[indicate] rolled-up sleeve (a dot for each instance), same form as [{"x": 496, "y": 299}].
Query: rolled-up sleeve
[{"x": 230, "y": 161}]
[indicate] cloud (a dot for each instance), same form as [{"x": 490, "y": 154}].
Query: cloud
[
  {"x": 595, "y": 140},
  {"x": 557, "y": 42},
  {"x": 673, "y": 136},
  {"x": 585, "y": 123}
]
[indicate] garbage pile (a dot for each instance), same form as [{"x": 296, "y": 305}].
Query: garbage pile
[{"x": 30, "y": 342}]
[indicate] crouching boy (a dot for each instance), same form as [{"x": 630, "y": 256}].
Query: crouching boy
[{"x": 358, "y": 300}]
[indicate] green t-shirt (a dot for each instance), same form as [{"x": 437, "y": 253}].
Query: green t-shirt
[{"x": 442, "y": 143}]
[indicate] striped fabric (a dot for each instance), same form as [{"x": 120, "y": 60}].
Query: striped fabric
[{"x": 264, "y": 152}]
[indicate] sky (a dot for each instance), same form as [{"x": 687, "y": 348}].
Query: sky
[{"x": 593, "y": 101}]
·····
:: Instructions for the task ::
Transcribe the listing so that each line matches exactly.

:: Solution for this exercise ::
[indicate] rolled-up sleeve (a dot for each instance), same form as [{"x": 496, "y": 299}].
Query: rolled-up sleeve
[{"x": 230, "y": 161}]
[indicate] cloud (a dot for each instance), same form as [{"x": 490, "y": 154}].
Query: cloud
[
  {"x": 595, "y": 140},
  {"x": 557, "y": 42},
  {"x": 673, "y": 136},
  {"x": 585, "y": 123}
]
[indicate] garbage pile (a dot for each instance), same form as [{"x": 296, "y": 305}].
Query: garbage pile
[{"x": 30, "y": 342}]
[indicate] crouching boy (a dot for each instance), same form as [{"x": 630, "y": 256}].
Query: crouching boy
[{"x": 358, "y": 300}]
[indicate] green t-shirt (a dot for each instance), same form as [{"x": 437, "y": 253}].
Query: green t-shirt
[{"x": 442, "y": 143}]
[indicate] striped fabric (a dot for each instance), same form as [{"x": 120, "y": 60}].
Query: striped fabric
[{"x": 264, "y": 152}]
[indicate] sky (a dot for each instance), same form as [{"x": 687, "y": 348}].
Query: sky
[{"x": 593, "y": 101}]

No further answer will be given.